## Begin RECORDS FOR PROCESSING

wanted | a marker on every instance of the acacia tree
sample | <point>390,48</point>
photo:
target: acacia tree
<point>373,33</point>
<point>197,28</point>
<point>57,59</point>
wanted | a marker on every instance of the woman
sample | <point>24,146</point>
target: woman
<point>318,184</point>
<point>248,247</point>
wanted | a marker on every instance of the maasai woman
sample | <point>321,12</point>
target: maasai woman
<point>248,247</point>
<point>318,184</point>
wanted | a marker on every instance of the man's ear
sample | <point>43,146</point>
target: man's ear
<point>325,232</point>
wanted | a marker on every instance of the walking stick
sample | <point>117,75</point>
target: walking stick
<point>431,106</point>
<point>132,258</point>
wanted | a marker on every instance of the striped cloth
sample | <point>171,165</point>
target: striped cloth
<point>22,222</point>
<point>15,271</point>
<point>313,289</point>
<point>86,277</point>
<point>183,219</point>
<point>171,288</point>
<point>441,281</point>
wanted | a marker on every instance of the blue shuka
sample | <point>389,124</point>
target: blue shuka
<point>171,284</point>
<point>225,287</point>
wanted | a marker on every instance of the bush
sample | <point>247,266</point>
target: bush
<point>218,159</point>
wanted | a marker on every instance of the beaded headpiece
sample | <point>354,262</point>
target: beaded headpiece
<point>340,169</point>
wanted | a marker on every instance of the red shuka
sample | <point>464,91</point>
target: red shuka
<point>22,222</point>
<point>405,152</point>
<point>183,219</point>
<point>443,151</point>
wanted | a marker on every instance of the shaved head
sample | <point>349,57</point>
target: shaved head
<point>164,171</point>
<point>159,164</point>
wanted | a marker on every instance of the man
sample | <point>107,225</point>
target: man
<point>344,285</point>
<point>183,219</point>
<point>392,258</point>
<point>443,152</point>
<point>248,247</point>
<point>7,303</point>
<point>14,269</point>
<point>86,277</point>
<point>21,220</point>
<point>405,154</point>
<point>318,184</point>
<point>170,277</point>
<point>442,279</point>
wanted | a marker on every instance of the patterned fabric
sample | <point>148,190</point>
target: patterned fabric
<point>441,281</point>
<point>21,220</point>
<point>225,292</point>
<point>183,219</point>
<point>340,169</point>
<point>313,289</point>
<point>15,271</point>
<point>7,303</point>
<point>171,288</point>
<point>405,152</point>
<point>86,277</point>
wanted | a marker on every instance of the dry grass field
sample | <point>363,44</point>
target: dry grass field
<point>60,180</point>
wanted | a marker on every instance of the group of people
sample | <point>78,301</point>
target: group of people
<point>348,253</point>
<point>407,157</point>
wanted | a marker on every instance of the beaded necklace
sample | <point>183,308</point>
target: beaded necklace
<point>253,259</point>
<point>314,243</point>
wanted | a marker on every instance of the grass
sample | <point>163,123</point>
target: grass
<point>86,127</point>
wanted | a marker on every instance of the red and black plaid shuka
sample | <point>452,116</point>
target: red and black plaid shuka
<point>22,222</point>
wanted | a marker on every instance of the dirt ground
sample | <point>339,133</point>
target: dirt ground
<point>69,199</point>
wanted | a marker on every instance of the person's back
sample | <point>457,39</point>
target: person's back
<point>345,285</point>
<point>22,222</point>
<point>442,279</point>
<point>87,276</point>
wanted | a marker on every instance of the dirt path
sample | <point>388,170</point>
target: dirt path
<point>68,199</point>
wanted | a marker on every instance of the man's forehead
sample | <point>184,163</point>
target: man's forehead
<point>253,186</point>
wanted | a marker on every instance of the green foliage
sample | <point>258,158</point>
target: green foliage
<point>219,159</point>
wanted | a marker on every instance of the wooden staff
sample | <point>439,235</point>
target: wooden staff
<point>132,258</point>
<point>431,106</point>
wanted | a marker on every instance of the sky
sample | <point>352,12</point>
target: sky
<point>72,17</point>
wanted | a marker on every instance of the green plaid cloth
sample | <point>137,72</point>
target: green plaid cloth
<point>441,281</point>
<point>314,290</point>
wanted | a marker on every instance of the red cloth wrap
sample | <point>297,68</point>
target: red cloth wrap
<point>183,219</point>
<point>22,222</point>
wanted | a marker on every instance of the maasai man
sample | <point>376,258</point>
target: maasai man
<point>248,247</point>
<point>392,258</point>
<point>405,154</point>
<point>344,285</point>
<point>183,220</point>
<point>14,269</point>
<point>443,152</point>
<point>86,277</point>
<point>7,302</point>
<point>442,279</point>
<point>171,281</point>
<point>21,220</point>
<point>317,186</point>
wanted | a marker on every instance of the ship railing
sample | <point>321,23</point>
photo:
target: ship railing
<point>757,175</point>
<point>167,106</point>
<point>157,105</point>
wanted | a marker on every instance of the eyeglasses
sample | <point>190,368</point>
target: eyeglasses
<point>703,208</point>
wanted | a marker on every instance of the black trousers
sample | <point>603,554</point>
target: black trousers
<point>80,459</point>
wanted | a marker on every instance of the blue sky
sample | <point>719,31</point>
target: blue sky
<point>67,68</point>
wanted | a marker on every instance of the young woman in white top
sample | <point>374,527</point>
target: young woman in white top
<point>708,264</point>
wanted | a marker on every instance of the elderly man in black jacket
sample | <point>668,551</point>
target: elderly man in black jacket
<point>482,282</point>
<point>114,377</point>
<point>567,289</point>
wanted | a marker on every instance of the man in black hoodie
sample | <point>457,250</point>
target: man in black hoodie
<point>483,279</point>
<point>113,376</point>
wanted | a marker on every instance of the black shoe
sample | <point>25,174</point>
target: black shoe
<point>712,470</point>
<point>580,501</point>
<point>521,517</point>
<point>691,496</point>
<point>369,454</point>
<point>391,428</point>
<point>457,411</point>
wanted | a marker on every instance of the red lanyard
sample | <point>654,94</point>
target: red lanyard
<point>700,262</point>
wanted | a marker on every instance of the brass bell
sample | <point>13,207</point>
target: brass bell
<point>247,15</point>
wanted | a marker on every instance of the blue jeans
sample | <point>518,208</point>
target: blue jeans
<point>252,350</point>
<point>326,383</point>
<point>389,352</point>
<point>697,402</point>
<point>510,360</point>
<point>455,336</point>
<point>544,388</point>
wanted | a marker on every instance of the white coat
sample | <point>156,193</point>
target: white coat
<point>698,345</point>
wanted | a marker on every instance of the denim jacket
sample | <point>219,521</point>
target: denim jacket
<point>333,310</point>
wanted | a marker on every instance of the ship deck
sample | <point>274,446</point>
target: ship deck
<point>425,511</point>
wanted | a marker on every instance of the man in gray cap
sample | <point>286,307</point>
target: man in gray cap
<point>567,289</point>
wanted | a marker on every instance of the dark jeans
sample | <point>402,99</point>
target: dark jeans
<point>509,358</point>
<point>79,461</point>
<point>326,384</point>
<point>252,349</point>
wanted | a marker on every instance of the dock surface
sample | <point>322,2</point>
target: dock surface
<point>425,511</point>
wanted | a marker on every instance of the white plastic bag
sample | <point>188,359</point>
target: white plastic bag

## End RECORDS FOR PROCESSING

REQUIRED TASK> Reproduce the material verbatim, line by line.

FINISHED EXERCISE>
wanted | a marker on every instance of the acacia tree
sample | <point>390,48</point>
photo:
target: acacia tree
<point>373,33</point>
<point>197,28</point>
<point>57,59</point>
wanted | a marker on every instance of the woman
sample | <point>24,146</point>
target: woman
<point>318,184</point>
<point>248,247</point>
wanted | a marker on every instance of the maasai woman
sample | <point>321,12</point>
target: maasai woman
<point>248,247</point>
<point>318,184</point>
wanted | a marker on every instance of the man's ear
sample | <point>43,146</point>
target: man's ear
<point>325,232</point>
wanted | a marker on every instance of the walking stick
sample | <point>117,75</point>
target: walking stick
<point>431,106</point>
<point>132,258</point>
wanted | a marker on every instance of the striped cloth
sample | <point>171,165</point>
target: striped cloth
<point>22,222</point>
<point>15,271</point>
<point>313,289</point>
<point>86,277</point>
<point>183,219</point>
<point>171,288</point>
<point>441,281</point>
wanted | a marker on every instance of the blue shuka
sample | <point>389,124</point>
target: blue shuka
<point>171,284</point>
<point>225,287</point>
wanted | a marker on every instance of the bush
sample | <point>247,266</point>
target: bush
<point>218,159</point>
wanted | a marker on every instance of the beaded headpiece
sample | <point>354,262</point>
target: beaded headpiece
<point>340,169</point>
wanted | a marker on every instance of the red shuka
sample | <point>464,91</point>
target: red shuka
<point>22,222</point>
<point>405,152</point>
<point>183,219</point>
<point>443,151</point>
wanted | a marker on every instance of the shaved head
sample | <point>349,57</point>
target: shaved head
<point>164,171</point>
<point>159,164</point>
wanted | a marker on every instance of the man
sample | <point>107,225</point>
target: man
<point>344,285</point>
<point>183,219</point>
<point>392,258</point>
<point>443,152</point>
<point>248,247</point>
<point>7,303</point>
<point>14,269</point>
<point>86,277</point>
<point>21,220</point>
<point>405,154</point>
<point>318,184</point>
<point>170,277</point>
<point>442,279</point>
wanted | a marker on every instance of the patterned fabric
sample | <point>148,190</point>
target: patterned fabric
<point>441,281</point>
<point>21,220</point>
<point>225,292</point>
<point>183,219</point>
<point>340,169</point>
<point>313,289</point>
<point>15,271</point>
<point>7,303</point>
<point>171,288</point>
<point>405,152</point>
<point>86,277</point>
wanted | a marker on every instance of the dry grass field
sample | <point>363,44</point>
target: dry grass field
<point>60,180</point>
wanted | a marker on every instance of the group of people
sample | <point>78,301</point>
target: group of people
<point>348,253</point>
<point>407,157</point>
wanted | a marker on every instance of the beaded necklace
sample | <point>183,308</point>
target: beaded necklace
<point>253,259</point>
<point>314,243</point>
wanted | a marker on every instance of the grass
sample | <point>163,123</point>
target: grass
<point>86,127</point>
wanted | a marker on every instance of the red and black plaid shuka
sample | <point>452,116</point>
target: red and black plaid shuka
<point>22,222</point>
wanted | a marker on every instance of the dirt ground
sample | <point>339,133</point>
target: dirt ground
<point>69,199</point>
wanted | a marker on every instance of the person's back
sample | <point>457,39</point>
target: person's back
<point>345,285</point>
<point>22,222</point>
<point>442,279</point>
<point>87,276</point>
wanted | a marker on every instance of the dirt path
sample | <point>388,170</point>
target: dirt path
<point>68,199</point>
wanted | a marker on every instance of the man's forehead
sample | <point>184,163</point>
target: man's forehead
<point>253,186</point>
wanted | a marker on every instance of the green foliage
sample | <point>258,158</point>
target: green foliage
<point>219,159</point>
wanted | a marker on every instance of the wooden staff
sample | <point>439,235</point>
target: wooden staff
<point>132,258</point>
<point>431,106</point>
wanted | a marker on every instance of the sky
sample | <point>352,12</point>
target: sky
<point>72,17</point>
wanted | a marker on every instance of the green plaid cloth
sample | <point>137,72</point>
target: green plaid cloth
<point>441,281</point>
<point>314,290</point>
wanted | a marker on every instance of the red cloth wrap
sample | <point>297,68</point>
target: red cloth wrap
<point>183,219</point>
<point>22,222</point>
wanted | a marker on every instance of the maasai man
sample | <point>376,258</point>
target: maasai man
<point>248,247</point>
<point>392,258</point>
<point>405,154</point>
<point>344,285</point>
<point>183,220</point>
<point>14,269</point>
<point>443,152</point>
<point>86,277</point>
<point>7,302</point>
<point>442,279</point>
<point>171,281</point>
<point>21,220</point>
<point>317,186</point>
wanted | a marker on every instance of the ship railing
sample | <point>321,23</point>
photo:
target: ship railing
<point>757,175</point>
<point>167,106</point>
<point>157,105</point>
wanted | a marker on every instance of the eyeglasses
sample | <point>190,368</point>
target: eyeglasses
<point>703,208</point>
wanted | a marker on every instance of the black trousers
sample | <point>603,554</point>
target: black trousers
<point>80,459</point>
wanted | a marker on every instance of the blue sky
sample | <point>719,31</point>
target: blue sky
<point>67,68</point>
wanted | a marker on every instance of the young woman in white top
sample | <point>374,527</point>
target: young woman in white top
<point>708,264</point>
wanted | a marker on every instance of the elderly man in black jacket
sample | <point>668,551</point>
target: elderly man in black jacket
<point>482,282</point>
<point>114,377</point>
<point>567,289</point>
wanted | a marker on every instance of the man in black hoodie
sample | <point>457,250</point>
target: man in black hoodie
<point>483,279</point>
<point>113,376</point>
wanted | a marker on every instance of the black shoe
sample | <point>25,174</point>
target: black shoe
<point>712,470</point>
<point>580,501</point>
<point>521,517</point>
<point>691,496</point>
<point>369,454</point>
<point>391,428</point>
<point>457,411</point>
wanted | a marker on every instance of the red lanyard
sample | <point>654,94</point>
target: red lanyard
<point>700,262</point>
wanted | a marker on every instance of the brass bell
sample | <point>13,207</point>
target: brass bell
<point>247,15</point>
wanted | a marker on every instance of the blue jeans
sample | <point>518,208</point>
target: blue jeans
<point>252,350</point>
<point>326,383</point>
<point>389,352</point>
<point>697,402</point>
<point>510,360</point>
<point>455,336</point>
<point>544,388</point>
wanted | a marker on every instance of the white coat
sample | <point>156,193</point>
target: white coat
<point>698,345</point>
wanted | a marker on every instance of the denim jacket
sample | <point>219,521</point>
target: denim jacket
<point>333,310</point>
wanted | a marker on every instance of the ship deck
sample | <point>274,446</point>
target: ship deck
<point>425,511</point>
wanted | a marker on every instance of the man in gray cap
sample | <point>286,307</point>
target: man in gray cap
<point>567,289</point>
wanted | a marker on every instance of the dark jeans
sample | <point>402,99</point>
target: dark jeans
<point>509,358</point>
<point>79,461</point>
<point>326,384</point>
<point>252,349</point>
wanted | a marker on every instance of the dock surface
sample | <point>322,2</point>
target: dock surface
<point>425,511</point>
wanted | a marker on every instance of the white plastic bag
sample | <point>188,359</point>
target: white plastic bag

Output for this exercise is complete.